**Bagian Dokumen**
Krisis-krisis seperti itu di Afrika muncul secara sporadis dalam radar politik AS, tetapi para diplomat AS di New York menemukan bahwa krisis-krisis itu memakan waktu. Haley, misalnya, awalnya tidak terlalu memperhatikan masalah Afrika dan mendesak pemotongan besar pada anggaran pemeliharaan perdamaian PBB.
Tetapi seiring ia semakin terlibat dalam urusan PBB, ia mulai lebih fokus untuk menghindari pertumpahan darah di Kongo dan Sudan Selatan. Tidak ada yang ingin menjadi duta besar yang memungkinkan terjadinya krisis Rwanda lainnya di bawah pengawasan mereka.
Nauert juga dapat menghadapi tekanan awal dari Kongres untuk membantu AS menemukan solusi atas intervensi militer yang dipimpin Arab Saudi di Yaman, yang tiba-tiba menjadi prioritas politik AS sebagai efek samping dari urusan Khashoggi. Para mediator PBB saat ini duduk bersama para perunding Yaman di Swedia, dan berusaha untuk mengakhiri perang, yang mengancam akan menciptakan kelaparan terhadap 20 juta orang.
Baca juga: Duta Besar Trump untuk PBB, Nikki Haley, Mengundurkan Diri
Jika mereka berhasil—yang kemungkinannya sangat kecil—akan ada panggilan bagi AS untuk mengirim uang, pasukan penjaga perdamaian, atau keduanya untuk membantu menciptakan perdamaian.

**Kumpulan Data**

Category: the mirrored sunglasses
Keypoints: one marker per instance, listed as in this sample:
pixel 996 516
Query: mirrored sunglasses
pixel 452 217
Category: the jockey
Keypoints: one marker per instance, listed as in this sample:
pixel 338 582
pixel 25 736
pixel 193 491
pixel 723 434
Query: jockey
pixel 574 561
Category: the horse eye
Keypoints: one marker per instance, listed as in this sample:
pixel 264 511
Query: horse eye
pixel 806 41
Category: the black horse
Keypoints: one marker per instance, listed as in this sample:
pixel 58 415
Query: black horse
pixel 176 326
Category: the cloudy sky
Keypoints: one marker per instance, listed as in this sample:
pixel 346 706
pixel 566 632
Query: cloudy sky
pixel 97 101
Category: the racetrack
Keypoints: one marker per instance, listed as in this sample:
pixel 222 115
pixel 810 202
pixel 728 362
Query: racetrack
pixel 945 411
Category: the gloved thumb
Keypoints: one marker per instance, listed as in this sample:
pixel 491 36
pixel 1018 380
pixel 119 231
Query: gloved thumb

**Yang Perlu Dikerjakan**
**1)** Menurut bagian dokumen, berapa banyak orang yang terancam kelaparan akibat perang di Yaman?
**2)** Tuliskan kembali sebagian bagian dokumen tanpa perubahan apa pun. Mulailah dari kata-kata yang memuat "Krisis-krisis seperti itu" dan berhentilah setelah "pemeliharaan perdamaian PBB.".

**Hasil Jawaban**
**1)** 20 juta orang.

**2)**
Krisis-krisis seperti itu di Afrika muncul secara sporadis dalam radar politik AS, tetapi para diplomat AS di New York menemukan bahwa krisis-krisis itu memakan waktu. Haley, misalnya, awalnya tidak terlalu memperhatikan masalah Afrika dan mendesak pemotongan besar pada anggaran pemeliharaan perdamaian PBB.